=== Work to complete ===
The data must be written out once more, precisely as given.

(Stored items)
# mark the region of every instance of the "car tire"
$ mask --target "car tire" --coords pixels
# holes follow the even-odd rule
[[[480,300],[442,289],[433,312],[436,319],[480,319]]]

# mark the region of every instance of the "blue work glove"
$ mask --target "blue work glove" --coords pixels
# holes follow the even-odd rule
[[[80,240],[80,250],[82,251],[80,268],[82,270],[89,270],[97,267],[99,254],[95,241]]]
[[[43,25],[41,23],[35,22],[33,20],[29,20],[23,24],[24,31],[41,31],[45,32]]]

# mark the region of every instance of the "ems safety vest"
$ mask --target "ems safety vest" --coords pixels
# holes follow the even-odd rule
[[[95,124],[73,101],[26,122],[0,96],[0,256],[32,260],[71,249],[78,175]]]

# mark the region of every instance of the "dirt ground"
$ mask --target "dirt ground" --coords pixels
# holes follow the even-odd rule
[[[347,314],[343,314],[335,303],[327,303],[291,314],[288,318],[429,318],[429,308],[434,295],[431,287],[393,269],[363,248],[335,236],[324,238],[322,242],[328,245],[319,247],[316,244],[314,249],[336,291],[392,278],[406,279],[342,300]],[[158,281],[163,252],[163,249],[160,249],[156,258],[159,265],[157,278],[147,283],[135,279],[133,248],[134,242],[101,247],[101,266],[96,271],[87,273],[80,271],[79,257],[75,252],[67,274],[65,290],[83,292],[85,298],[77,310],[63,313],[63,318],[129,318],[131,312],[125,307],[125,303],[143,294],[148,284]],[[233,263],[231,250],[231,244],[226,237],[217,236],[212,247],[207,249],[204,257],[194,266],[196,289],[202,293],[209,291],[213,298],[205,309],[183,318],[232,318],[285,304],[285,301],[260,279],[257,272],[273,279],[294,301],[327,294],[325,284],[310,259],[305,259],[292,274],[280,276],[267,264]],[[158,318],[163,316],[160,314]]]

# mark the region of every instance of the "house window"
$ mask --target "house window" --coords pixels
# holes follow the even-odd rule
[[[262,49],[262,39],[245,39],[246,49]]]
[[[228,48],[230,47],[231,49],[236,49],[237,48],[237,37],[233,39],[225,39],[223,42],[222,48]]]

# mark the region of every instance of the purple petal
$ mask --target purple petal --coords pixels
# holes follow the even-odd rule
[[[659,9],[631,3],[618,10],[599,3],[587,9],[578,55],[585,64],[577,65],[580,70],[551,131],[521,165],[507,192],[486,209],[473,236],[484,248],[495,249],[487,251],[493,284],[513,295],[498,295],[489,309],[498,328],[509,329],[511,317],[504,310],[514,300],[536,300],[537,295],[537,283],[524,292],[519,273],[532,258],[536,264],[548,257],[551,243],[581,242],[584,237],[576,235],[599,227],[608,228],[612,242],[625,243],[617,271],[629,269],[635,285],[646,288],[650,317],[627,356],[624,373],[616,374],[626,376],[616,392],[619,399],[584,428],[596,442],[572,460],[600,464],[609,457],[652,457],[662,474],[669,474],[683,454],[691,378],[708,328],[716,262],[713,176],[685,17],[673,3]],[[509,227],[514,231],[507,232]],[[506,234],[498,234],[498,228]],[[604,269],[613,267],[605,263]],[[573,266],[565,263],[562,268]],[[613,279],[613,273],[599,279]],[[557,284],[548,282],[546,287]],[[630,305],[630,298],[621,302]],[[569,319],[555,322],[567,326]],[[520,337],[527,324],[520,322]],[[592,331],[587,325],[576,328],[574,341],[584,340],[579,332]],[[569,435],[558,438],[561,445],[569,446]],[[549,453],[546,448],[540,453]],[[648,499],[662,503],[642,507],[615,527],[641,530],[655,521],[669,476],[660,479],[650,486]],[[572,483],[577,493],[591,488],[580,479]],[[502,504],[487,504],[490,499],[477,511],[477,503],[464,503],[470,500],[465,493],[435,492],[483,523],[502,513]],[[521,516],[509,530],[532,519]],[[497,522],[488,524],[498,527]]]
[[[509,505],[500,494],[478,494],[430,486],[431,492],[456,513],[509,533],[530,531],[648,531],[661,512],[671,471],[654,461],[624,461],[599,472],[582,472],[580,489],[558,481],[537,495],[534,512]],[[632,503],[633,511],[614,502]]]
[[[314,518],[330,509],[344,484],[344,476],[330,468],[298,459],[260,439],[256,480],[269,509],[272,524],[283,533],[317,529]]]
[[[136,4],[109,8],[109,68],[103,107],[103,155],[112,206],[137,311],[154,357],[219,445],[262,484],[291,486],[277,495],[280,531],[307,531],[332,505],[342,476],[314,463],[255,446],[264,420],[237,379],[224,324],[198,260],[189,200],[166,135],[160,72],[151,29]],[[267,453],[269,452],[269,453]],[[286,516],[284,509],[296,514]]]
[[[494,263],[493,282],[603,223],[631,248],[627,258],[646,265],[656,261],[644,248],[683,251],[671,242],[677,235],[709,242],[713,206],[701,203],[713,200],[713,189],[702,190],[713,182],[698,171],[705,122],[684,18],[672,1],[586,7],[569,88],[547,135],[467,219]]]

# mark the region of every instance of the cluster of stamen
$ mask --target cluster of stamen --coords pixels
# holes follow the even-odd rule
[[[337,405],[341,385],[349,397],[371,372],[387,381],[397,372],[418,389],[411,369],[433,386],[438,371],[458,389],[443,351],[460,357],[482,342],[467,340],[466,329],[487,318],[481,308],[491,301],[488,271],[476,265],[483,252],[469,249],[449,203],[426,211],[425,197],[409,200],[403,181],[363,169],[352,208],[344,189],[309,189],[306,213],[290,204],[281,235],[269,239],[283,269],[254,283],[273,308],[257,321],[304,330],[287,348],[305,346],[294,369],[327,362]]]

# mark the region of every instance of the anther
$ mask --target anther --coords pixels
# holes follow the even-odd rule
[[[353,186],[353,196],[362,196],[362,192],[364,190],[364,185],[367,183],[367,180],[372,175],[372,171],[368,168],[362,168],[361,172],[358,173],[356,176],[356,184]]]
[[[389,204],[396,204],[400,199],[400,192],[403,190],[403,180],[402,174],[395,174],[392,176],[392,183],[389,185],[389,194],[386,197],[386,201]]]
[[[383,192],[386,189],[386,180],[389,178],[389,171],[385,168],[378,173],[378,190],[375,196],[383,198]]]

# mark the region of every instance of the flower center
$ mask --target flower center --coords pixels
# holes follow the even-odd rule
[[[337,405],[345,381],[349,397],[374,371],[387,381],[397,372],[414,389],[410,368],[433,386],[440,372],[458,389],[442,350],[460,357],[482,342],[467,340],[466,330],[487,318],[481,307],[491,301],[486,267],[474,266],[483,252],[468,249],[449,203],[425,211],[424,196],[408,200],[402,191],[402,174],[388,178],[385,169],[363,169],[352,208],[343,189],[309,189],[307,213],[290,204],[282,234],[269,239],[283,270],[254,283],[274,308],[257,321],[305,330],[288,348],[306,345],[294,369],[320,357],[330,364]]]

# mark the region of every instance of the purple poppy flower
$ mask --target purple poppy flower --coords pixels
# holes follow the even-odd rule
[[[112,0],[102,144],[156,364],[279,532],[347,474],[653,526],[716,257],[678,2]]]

=== Reply to the exercise ===
# mark the region of every instance of the "car tire"
$ mask --target "car tire" --coords pixels
# holes follow the even-odd rule
[[[480,300],[442,289],[433,312],[436,319],[480,319]]]

# mark the region of every instance of the "blue work glove"
$ mask --target "blue work glove" --coords pixels
# holes follow the even-odd rule
[[[80,240],[80,250],[82,251],[80,268],[82,270],[89,270],[97,267],[99,254],[95,241]]]
[[[43,25],[41,23],[35,22],[33,20],[29,20],[23,24],[24,31],[41,31],[45,32]]]

# mark the region of every instance of the "ems safety vest"
$ mask --target "ems safety vest" --coords pixels
# holes follow the even-odd rule
[[[95,124],[73,101],[26,122],[0,96],[0,256],[32,260],[71,249],[78,175]]]

# mark the region of every instance of the "dirt ground"
$ mask --target "dirt ground" --coords pixels
# holes follow the even-odd rule
[[[347,314],[343,314],[335,303],[327,303],[291,314],[288,318],[429,318],[429,308],[434,295],[431,287],[393,269],[363,248],[335,236],[324,238],[322,242],[328,245],[319,247],[316,244],[314,249],[336,291],[392,278],[406,279],[342,300]],[[158,281],[163,252],[163,249],[160,249],[156,258],[159,265],[157,278],[147,283],[135,279],[133,248],[134,242],[101,247],[101,266],[96,271],[87,273],[80,271],[79,257],[75,252],[67,274],[65,290],[83,292],[85,298],[77,310],[63,313],[63,318],[129,318],[131,312],[125,307],[125,303],[143,294],[148,284]],[[233,263],[231,250],[231,244],[226,237],[217,236],[212,247],[207,249],[204,257],[194,266],[196,289],[202,293],[209,291],[213,298],[205,309],[183,318],[232,318],[285,304],[285,301],[260,279],[257,272],[273,279],[294,301],[327,294],[325,284],[310,259],[305,259],[292,274],[280,276],[267,264]],[[158,318],[163,316],[160,314]]]

# mark the region of every instance of the "house window"
$ mask --target "house window" --coords pixels
# holes follow the even-odd rule
[[[262,49],[262,39],[245,39],[246,49]]]
[[[228,48],[230,47],[231,49],[236,49],[237,48],[237,37],[233,39],[225,39],[223,42],[222,48]]]

# mark the region of every instance of the purple petal
$ mask --target purple petal --coords pixels
# holes follow the even-odd rule
[[[659,9],[631,3],[618,10],[599,3],[587,9],[578,55],[585,64],[577,65],[580,70],[551,131],[521,165],[507,192],[486,209],[473,236],[484,248],[495,249],[487,251],[493,284],[513,295],[498,295],[489,309],[498,328],[509,329],[511,317],[504,310],[514,300],[536,300],[537,295],[537,283],[524,292],[519,273],[532,258],[536,264],[548,257],[551,243],[581,242],[584,237],[576,235],[599,227],[608,228],[612,242],[625,243],[617,271],[629,269],[635,285],[646,288],[650,317],[627,356],[624,373],[616,374],[626,376],[616,392],[619,399],[584,428],[596,442],[572,460],[600,464],[609,457],[652,457],[662,474],[669,474],[683,454],[691,378],[708,328],[716,262],[713,176],[685,17],[673,3]],[[509,227],[514,231],[507,232]],[[506,234],[498,234],[498,228]],[[604,269],[613,267],[605,263]],[[573,266],[565,263],[562,268]],[[613,279],[613,273],[599,279]],[[557,284],[548,282],[546,287]],[[630,305],[630,298],[621,302]],[[569,319],[555,322],[567,326]],[[520,337],[527,324],[520,322]],[[592,331],[587,325],[576,328],[574,341],[584,340],[579,332]],[[569,435],[558,438],[561,445],[569,446]],[[549,453],[546,448],[540,453]],[[648,499],[662,503],[642,507],[615,527],[641,530],[655,521],[669,476],[660,479],[650,486]],[[572,483],[577,493],[591,488],[580,479]],[[502,504],[487,504],[490,499],[477,511],[477,503],[464,503],[470,500],[465,493],[435,492],[483,523],[502,513]],[[521,516],[509,530],[532,519]],[[497,522],[488,524],[498,527]]]
[[[509,505],[500,494],[478,494],[430,486],[431,492],[456,513],[509,533],[530,531],[648,531],[661,512],[671,471],[654,461],[624,461],[599,472],[582,472],[580,489],[558,481],[537,495],[534,512]],[[632,503],[633,511],[614,502]]]
[[[314,518],[330,509],[344,484],[344,476],[330,468],[298,459],[260,439],[256,480],[269,509],[272,524],[283,533],[317,529]]]
[[[136,4],[109,8],[109,68],[103,107],[103,155],[112,206],[137,311],[154,357],[219,445],[262,484],[291,486],[277,495],[280,531],[307,531],[332,505],[342,476],[314,463],[255,446],[264,420],[237,379],[224,324],[198,260],[189,200],[166,135],[160,72],[151,29]],[[267,453],[269,452],[269,453]],[[286,516],[284,509],[296,514]]]
[[[494,263],[493,282],[603,223],[631,248],[627,258],[646,265],[656,261],[644,248],[683,251],[671,242],[677,235],[709,242],[713,206],[701,203],[713,200],[713,189],[702,190],[713,182],[698,171],[705,122],[684,18],[672,1],[586,7],[569,88],[547,135],[467,219]]]

# mark the region of every instance of the cluster of stamen
$ mask --target cluster of stamen --coords pixels
# holes follow the even-odd rule
[[[337,405],[341,385],[349,397],[371,372],[387,381],[397,372],[418,389],[411,369],[433,386],[438,371],[458,389],[443,351],[460,357],[482,342],[467,340],[466,329],[487,318],[481,308],[491,301],[488,271],[476,265],[483,252],[469,249],[449,203],[426,211],[425,197],[409,200],[403,181],[363,169],[352,208],[344,189],[309,189],[306,213],[290,204],[281,235],[269,239],[283,269],[254,283],[273,308],[257,321],[304,330],[287,348],[305,346],[294,369],[327,362]]]

# mark the region of every instance of the anther
$ mask --target anther --coords pixels
# holes follow the even-odd rule
[[[353,186],[353,196],[362,196],[362,192],[364,190],[364,185],[367,183],[367,180],[372,175],[372,171],[368,168],[362,168],[361,172],[358,173],[356,176],[356,184]]]
[[[389,204],[396,204],[400,199],[400,192],[403,190],[403,180],[402,174],[395,174],[392,176],[392,183],[389,185],[389,194],[386,197],[386,201]]]
[[[383,192],[386,189],[386,180],[389,178],[389,171],[385,168],[378,173],[378,190],[375,196],[383,198]]]

# mark the region of every instance of the flower center
$ mask --target flower center --coords pixels
# holes follow the even-odd rule
[[[337,405],[345,381],[349,397],[374,371],[387,381],[397,372],[414,389],[410,368],[433,386],[440,372],[458,389],[442,350],[460,357],[482,342],[467,340],[466,330],[487,318],[481,307],[491,301],[486,267],[474,266],[483,252],[468,249],[449,203],[425,211],[424,196],[408,200],[402,191],[402,174],[388,178],[385,169],[363,169],[352,208],[343,189],[309,189],[307,213],[290,204],[282,234],[269,239],[283,270],[254,283],[274,308],[257,321],[305,330],[288,348],[306,345],[294,369],[320,357],[330,364]]]

# mark the region of every instance of the purple poppy flower
$ mask --target purple poppy flower --coords pixels
# holes follow the even-odd rule
[[[112,0],[102,144],[156,364],[279,532],[347,474],[653,526],[716,257],[678,2]]]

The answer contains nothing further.